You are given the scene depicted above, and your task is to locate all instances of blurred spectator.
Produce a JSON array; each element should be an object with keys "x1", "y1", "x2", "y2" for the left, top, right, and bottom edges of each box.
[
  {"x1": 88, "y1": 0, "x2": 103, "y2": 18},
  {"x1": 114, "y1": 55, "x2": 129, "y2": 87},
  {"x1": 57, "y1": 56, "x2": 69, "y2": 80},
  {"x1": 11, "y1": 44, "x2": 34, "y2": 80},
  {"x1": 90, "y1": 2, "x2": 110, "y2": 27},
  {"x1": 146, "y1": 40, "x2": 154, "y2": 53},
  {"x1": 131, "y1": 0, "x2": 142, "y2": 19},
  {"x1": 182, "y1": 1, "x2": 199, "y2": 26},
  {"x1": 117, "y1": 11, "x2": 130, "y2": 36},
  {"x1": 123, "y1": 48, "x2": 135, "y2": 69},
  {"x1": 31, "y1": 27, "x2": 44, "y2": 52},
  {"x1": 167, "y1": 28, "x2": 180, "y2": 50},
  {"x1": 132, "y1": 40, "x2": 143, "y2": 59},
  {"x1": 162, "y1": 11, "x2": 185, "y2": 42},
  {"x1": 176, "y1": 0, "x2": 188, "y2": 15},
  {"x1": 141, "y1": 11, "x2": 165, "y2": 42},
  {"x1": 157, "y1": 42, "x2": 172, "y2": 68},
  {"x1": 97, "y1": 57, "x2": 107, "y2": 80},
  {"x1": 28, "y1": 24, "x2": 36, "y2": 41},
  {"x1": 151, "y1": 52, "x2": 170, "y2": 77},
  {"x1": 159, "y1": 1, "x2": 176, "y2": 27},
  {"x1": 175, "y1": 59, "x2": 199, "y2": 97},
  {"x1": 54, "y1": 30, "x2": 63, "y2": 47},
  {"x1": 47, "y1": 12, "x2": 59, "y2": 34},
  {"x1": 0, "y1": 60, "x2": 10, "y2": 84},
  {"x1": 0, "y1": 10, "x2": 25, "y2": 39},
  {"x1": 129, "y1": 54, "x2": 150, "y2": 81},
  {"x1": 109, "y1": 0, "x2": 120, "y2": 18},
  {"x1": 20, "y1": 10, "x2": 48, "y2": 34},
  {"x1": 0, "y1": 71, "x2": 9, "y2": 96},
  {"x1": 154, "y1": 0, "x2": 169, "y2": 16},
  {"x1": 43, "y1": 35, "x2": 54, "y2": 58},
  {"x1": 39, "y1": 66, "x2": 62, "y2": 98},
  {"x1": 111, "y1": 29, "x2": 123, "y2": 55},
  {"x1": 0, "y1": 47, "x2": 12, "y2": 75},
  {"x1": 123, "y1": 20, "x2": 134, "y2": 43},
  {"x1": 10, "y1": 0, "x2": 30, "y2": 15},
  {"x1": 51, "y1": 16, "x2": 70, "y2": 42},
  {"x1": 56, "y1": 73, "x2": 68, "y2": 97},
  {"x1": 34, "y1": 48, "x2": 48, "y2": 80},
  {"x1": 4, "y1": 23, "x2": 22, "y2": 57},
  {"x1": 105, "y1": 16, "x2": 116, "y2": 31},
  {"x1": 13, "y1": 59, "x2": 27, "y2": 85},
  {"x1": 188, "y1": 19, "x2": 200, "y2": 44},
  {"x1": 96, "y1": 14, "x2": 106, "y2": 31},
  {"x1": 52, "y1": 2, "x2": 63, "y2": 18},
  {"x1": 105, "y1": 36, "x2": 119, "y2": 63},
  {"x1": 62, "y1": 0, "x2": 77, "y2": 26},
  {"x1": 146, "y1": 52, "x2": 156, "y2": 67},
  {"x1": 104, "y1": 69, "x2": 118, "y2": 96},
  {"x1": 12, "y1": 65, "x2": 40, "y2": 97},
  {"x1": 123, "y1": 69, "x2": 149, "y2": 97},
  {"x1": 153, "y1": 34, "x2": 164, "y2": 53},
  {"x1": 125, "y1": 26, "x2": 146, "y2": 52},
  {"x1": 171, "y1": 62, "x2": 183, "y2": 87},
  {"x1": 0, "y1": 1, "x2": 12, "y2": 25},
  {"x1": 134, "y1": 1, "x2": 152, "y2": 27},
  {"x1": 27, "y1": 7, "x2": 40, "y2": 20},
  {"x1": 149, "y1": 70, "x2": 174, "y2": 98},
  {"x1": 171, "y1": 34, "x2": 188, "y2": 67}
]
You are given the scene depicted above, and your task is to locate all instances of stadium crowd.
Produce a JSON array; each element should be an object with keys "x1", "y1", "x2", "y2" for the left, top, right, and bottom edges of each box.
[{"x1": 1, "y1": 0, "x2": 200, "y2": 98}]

• _ACTIVITY_:
Restate the listing word for word.

• _RESULT OF THIS TASK_:
You are given the scene depicted above, and your task is to locate all instances of blurred spectator.
Produce a JSON array; each element should be an object with keys "x1", "y1", "x2", "y2" for the left, top, right, and bottom edges of each box.
[
  {"x1": 88, "y1": 0, "x2": 103, "y2": 18},
  {"x1": 114, "y1": 55, "x2": 129, "y2": 87},
  {"x1": 57, "y1": 56, "x2": 69, "y2": 80},
  {"x1": 11, "y1": 44, "x2": 34, "y2": 80},
  {"x1": 90, "y1": 2, "x2": 110, "y2": 27},
  {"x1": 146, "y1": 40, "x2": 154, "y2": 53},
  {"x1": 131, "y1": 0, "x2": 142, "y2": 19},
  {"x1": 182, "y1": 1, "x2": 199, "y2": 26},
  {"x1": 117, "y1": 11, "x2": 130, "y2": 36},
  {"x1": 123, "y1": 48, "x2": 135, "y2": 69},
  {"x1": 31, "y1": 27, "x2": 44, "y2": 52},
  {"x1": 167, "y1": 28, "x2": 180, "y2": 50},
  {"x1": 132, "y1": 40, "x2": 143, "y2": 59},
  {"x1": 162, "y1": 11, "x2": 185, "y2": 42},
  {"x1": 176, "y1": 0, "x2": 188, "y2": 15},
  {"x1": 141, "y1": 11, "x2": 165, "y2": 42},
  {"x1": 157, "y1": 42, "x2": 172, "y2": 68},
  {"x1": 97, "y1": 57, "x2": 107, "y2": 80},
  {"x1": 28, "y1": 24, "x2": 36, "y2": 41},
  {"x1": 151, "y1": 52, "x2": 170, "y2": 77},
  {"x1": 159, "y1": 1, "x2": 176, "y2": 27},
  {"x1": 175, "y1": 59, "x2": 199, "y2": 97},
  {"x1": 54, "y1": 30, "x2": 63, "y2": 47},
  {"x1": 47, "y1": 12, "x2": 59, "y2": 34},
  {"x1": 0, "y1": 60, "x2": 10, "y2": 84},
  {"x1": 0, "y1": 10, "x2": 25, "y2": 39},
  {"x1": 129, "y1": 54, "x2": 150, "y2": 81},
  {"x1": 109, "y1": 0, "x2": 120, "y2": 18},
  {"x1": 20, "y1": 10, "x2": 48, "y2": 34},
  {"x1": 0, "y1": 71, "x2": 9, "y2": 96},
  {"x1": 154, "y1": 0, "x2": 169, "y2": 16},
  {"x1": 43, "y1": 35, "x2": 54, "y2": 58},
  {"x1": 39, "y1": 66, "x2": 62, "y2": 98},
  {"x1": 111, "y1": 29, "x2": 123, "y2": 55},
  {"x1": 0, "y1": 47, "x2": 12, "y2": 75},
  {"x1": 123, "y1": 20, "x2": 134, "y2": 43},
  {"x1": 10, "y1": 0, "x2": 30, "y2": 15},
  {"x1": 51, "y1": 16, "x2": 70, "y2": 42},
  {"x1": 56, "y1": 73, "x2": 68, "y2": 97},
  {"x1": 34, "y1": 48, "x2": 48, "y2": 80},
  {"x1": 4, "y1": 23, "x2": 22, "y2": 57},
  {"x1": 105, "y1": 16, "x2": 116, "y2": 31},
  {"x1": 13, "y1": 59, "x2": 27, "y2": 85},
  {"x1": 188, "y1": 19, "x2": 200, "y2": 44},
  {"x1": 96, "y1": 14, "x2": 106, "y2": 31},
  {"x1": 52, "y1": 2, "x2": 63, "y2": 18},
  {"x1": 105, "y1": 36, "x2": 119, "y2": 63},
  {"x1": 62, "y1": 0, "x2": 77, "y2": 26},
  {"x1": 146, "y1": 52, "x2": 156, "y2": 67},
  {"x1": 104, "y1": 69, "x2": 118, "y2": 96},
  {"x1": 12, "y1": 65, "x2": 40, "y2": 97},
  {"x1": 123, "y1": 69, "x2": 149, "y2": 97},
  {"x1": 153, "y1": 34, "x2": 164, "y2": 53},
  {"x1": 125, "y1": 26, "x2": 146, "y2": 52},
  {"x1": 171, "y1": 62, "x2": 183, "y2": 87},
  {"x1": 0, "y1": 1, "x2": 12, "y2": 25},
  {"x1": 134, "y1": 1, "x2": 152, "y2": 27},
  {"x1": 27, "y1": 7, "x2": 40, "y2": 20},
  {"x1": 149, "y1": 70, "x2": 174, "y2": 98},
  {"x1": 171, "y1": 34, "x2": 188, "y2": 67}
]
You are given the scene depicted above, and your task is to locate all instances of stadium crowd.
Produce a JSON array; each element should be an object with keys "x1", "y1", "x2", "y2" for the left, top, right, and bottom edges of each box.
[{"x1": 1, "y1": 0, "x2": 200, "y2": 98}]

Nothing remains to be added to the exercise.